* [Required work]:
Show every line of the data below that contains the word "house", matching case exactly.

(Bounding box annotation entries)
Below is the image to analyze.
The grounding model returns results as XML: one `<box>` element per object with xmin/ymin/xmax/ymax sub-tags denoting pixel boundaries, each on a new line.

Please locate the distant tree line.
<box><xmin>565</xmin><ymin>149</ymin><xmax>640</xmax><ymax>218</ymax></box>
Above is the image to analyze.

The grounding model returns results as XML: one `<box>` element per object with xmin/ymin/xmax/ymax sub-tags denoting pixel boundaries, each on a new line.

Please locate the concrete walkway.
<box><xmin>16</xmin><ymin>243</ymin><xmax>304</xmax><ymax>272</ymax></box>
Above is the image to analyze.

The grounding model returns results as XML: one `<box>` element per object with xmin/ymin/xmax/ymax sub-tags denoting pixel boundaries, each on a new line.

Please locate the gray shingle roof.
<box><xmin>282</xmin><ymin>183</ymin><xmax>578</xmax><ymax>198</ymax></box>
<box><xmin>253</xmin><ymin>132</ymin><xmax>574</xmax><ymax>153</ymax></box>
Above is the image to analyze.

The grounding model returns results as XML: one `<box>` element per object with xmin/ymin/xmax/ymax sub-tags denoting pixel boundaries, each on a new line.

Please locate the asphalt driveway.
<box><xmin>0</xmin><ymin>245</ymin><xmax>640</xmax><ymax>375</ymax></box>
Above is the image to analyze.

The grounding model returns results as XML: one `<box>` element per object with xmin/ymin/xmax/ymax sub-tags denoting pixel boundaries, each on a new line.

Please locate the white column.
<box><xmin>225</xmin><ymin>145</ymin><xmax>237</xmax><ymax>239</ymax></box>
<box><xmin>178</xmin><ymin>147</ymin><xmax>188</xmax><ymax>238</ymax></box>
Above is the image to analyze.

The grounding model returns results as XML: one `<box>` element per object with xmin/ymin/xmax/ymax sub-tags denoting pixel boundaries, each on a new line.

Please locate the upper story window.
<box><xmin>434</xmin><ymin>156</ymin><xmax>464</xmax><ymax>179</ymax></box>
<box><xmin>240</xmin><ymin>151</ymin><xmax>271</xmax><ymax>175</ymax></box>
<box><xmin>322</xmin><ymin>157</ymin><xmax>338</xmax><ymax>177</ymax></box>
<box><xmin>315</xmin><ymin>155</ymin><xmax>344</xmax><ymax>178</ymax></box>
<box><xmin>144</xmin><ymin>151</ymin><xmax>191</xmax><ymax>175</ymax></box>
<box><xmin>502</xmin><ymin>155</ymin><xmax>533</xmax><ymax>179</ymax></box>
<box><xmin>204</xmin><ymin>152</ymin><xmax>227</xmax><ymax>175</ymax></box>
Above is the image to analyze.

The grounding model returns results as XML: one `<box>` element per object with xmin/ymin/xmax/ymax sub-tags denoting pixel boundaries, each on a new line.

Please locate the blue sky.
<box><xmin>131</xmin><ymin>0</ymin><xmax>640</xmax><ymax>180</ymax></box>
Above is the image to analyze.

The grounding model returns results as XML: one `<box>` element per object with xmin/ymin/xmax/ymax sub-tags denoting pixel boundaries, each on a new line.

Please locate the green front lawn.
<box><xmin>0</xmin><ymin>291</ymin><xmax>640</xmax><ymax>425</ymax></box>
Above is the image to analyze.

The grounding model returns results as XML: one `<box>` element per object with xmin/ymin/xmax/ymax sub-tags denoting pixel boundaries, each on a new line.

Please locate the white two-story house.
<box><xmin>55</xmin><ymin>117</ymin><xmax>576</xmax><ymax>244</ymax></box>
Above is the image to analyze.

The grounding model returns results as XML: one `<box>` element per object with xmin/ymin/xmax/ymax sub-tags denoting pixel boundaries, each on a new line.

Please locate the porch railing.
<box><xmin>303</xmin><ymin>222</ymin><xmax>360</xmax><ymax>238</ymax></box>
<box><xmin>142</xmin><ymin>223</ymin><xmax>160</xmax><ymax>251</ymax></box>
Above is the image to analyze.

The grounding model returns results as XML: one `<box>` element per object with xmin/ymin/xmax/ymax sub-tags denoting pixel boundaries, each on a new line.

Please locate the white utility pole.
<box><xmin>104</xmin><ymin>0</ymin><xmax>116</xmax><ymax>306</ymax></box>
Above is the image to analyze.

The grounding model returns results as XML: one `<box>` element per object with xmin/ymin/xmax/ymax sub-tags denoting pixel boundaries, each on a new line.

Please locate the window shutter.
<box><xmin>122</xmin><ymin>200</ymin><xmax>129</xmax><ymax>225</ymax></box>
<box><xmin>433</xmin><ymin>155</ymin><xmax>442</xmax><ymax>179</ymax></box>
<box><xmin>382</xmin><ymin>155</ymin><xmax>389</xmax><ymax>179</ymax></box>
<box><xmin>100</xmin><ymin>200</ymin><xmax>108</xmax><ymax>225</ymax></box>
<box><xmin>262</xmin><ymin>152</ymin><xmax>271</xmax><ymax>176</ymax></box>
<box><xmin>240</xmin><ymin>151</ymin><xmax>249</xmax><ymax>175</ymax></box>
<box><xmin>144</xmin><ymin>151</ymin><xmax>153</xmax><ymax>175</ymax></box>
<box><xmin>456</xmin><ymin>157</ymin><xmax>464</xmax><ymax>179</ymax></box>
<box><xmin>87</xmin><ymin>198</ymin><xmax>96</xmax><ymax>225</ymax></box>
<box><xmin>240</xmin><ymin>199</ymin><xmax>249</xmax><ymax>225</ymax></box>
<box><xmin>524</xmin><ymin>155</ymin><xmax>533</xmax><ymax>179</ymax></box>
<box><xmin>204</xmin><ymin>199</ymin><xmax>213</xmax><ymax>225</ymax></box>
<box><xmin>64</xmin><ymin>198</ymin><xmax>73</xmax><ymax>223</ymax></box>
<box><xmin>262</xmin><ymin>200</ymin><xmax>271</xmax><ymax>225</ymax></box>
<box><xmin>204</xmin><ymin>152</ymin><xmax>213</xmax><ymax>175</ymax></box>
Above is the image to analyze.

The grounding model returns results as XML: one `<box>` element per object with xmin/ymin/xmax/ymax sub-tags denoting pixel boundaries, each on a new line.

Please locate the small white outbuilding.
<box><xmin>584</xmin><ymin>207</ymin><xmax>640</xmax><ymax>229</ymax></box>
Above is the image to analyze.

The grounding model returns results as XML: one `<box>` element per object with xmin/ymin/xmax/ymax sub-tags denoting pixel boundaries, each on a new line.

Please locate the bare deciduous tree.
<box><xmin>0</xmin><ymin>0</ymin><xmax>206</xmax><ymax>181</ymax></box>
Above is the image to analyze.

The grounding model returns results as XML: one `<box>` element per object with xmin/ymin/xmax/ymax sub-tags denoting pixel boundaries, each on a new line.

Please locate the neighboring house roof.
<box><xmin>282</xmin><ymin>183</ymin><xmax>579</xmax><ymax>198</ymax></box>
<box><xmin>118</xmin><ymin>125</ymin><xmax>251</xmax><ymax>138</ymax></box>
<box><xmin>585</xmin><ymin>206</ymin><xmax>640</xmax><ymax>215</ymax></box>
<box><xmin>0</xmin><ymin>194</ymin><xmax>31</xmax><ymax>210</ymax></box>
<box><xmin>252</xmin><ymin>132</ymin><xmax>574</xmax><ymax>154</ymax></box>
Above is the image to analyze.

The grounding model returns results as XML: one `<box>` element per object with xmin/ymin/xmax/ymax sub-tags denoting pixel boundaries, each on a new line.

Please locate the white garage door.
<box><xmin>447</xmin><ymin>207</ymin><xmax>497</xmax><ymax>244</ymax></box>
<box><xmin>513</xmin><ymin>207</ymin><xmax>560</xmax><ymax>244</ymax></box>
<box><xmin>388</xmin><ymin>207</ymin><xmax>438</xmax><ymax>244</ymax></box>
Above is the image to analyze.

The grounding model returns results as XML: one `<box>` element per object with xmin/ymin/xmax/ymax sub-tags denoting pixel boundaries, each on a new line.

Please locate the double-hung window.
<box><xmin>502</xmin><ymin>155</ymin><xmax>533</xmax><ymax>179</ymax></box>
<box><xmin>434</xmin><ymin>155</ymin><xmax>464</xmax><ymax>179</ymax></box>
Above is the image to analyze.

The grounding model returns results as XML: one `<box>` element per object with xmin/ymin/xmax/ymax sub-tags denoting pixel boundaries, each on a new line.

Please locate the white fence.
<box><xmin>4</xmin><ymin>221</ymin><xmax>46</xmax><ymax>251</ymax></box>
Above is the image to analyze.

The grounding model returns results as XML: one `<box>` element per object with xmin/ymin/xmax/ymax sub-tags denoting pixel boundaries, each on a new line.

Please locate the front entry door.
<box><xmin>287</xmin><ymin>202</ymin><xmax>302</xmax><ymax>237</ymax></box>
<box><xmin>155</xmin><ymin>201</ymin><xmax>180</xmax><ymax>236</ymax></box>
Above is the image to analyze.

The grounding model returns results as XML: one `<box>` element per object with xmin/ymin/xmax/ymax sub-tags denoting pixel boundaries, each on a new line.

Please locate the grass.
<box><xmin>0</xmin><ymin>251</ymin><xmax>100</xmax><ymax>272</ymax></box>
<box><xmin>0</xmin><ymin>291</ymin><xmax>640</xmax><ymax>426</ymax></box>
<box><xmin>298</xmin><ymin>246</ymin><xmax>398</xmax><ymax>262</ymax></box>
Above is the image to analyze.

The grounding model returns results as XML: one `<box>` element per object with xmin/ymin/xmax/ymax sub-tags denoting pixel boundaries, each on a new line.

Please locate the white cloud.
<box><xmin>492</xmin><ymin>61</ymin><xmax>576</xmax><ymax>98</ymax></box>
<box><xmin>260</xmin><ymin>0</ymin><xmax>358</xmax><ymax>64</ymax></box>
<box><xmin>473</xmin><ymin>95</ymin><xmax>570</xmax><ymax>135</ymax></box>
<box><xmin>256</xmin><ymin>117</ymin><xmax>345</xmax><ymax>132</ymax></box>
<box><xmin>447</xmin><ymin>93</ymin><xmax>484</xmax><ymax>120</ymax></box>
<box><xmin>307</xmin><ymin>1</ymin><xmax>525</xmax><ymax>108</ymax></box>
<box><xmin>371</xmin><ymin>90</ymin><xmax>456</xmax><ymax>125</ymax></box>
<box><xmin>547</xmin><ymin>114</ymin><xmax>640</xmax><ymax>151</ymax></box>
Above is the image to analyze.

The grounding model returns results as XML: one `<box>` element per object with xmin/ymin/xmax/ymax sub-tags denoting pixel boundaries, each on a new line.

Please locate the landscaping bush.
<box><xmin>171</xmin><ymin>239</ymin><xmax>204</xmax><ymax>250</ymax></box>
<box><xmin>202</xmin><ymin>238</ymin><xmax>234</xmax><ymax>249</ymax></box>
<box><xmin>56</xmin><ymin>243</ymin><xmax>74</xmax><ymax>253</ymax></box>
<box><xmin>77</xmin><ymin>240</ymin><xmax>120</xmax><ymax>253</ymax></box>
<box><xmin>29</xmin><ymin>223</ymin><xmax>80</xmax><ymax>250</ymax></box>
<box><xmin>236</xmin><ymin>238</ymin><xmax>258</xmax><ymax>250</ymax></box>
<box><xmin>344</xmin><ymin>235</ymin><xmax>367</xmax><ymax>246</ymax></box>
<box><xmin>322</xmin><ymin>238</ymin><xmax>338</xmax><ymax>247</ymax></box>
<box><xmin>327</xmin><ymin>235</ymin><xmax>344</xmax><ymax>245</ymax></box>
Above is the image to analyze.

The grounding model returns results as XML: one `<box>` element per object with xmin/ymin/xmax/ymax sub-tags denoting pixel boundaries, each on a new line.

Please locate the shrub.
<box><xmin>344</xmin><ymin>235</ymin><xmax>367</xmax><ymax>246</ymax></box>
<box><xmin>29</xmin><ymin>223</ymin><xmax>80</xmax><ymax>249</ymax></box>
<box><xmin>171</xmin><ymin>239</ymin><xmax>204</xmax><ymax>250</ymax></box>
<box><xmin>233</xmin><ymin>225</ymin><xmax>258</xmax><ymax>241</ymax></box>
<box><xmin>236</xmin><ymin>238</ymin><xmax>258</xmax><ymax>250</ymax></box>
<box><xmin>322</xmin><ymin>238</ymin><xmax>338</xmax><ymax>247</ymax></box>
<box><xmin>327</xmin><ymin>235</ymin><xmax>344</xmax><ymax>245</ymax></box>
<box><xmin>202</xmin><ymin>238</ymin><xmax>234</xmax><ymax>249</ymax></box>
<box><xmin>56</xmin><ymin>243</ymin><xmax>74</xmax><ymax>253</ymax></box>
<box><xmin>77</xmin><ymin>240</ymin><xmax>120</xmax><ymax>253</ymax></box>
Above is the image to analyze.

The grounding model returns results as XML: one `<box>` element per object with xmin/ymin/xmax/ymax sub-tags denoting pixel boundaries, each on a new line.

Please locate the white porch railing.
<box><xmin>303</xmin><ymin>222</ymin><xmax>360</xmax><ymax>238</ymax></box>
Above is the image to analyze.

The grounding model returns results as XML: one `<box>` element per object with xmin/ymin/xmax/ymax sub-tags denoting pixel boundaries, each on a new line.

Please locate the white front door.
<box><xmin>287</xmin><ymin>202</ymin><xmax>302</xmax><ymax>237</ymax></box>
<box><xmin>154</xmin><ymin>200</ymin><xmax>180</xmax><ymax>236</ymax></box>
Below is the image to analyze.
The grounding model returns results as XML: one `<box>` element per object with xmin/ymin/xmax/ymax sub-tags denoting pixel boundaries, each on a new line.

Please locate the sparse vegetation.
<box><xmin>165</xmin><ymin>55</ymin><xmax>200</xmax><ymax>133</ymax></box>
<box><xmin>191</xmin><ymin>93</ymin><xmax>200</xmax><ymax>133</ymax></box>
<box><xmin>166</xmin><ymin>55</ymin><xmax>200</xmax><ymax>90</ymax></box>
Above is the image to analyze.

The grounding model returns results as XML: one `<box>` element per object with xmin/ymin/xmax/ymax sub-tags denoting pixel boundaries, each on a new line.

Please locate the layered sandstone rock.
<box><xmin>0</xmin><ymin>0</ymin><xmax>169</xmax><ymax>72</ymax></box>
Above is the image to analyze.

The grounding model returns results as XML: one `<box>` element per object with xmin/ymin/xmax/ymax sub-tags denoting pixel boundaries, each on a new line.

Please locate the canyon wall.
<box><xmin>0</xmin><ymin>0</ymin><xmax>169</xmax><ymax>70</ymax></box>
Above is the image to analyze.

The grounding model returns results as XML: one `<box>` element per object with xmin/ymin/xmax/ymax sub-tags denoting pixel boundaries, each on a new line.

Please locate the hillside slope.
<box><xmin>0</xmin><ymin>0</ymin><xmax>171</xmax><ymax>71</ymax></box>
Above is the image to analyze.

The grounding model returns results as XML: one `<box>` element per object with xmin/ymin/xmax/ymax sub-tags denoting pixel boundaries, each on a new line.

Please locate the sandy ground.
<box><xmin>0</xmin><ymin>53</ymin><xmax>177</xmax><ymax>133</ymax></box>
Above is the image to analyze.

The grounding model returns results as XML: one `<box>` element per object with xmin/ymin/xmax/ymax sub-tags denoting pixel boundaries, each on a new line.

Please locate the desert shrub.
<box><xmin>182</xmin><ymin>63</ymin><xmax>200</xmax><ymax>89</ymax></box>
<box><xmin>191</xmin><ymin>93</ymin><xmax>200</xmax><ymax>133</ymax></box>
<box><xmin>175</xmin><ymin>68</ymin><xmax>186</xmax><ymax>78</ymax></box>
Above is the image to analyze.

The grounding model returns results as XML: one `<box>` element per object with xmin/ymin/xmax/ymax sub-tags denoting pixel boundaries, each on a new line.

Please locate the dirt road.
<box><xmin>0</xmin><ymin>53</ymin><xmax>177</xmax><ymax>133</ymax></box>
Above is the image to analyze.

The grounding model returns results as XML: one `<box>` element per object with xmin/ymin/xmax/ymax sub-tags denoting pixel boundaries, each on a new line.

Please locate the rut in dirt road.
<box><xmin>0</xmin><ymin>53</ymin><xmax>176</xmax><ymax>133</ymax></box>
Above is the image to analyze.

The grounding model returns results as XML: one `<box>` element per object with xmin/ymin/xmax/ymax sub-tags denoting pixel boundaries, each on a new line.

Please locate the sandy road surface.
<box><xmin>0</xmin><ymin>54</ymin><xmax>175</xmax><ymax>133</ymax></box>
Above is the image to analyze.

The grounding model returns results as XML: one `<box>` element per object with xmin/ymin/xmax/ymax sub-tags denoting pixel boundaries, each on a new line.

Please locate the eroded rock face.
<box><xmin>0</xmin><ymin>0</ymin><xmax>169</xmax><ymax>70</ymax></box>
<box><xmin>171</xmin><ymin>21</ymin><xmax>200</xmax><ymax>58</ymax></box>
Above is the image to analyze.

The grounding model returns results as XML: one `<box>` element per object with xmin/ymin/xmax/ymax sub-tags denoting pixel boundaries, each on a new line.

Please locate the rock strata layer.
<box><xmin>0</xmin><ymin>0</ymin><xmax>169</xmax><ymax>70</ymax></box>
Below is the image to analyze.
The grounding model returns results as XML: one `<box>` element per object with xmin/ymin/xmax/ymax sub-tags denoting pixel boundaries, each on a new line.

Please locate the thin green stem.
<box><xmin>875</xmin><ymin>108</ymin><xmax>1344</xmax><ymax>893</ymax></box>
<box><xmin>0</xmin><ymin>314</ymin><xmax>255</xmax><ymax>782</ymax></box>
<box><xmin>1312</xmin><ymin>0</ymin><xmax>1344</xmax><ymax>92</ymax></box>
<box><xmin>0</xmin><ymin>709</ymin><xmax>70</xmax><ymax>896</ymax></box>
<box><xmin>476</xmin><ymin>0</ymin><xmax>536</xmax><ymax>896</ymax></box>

* [Response]:
Please locate the white two-story house.
Please locate the neighboring house roof.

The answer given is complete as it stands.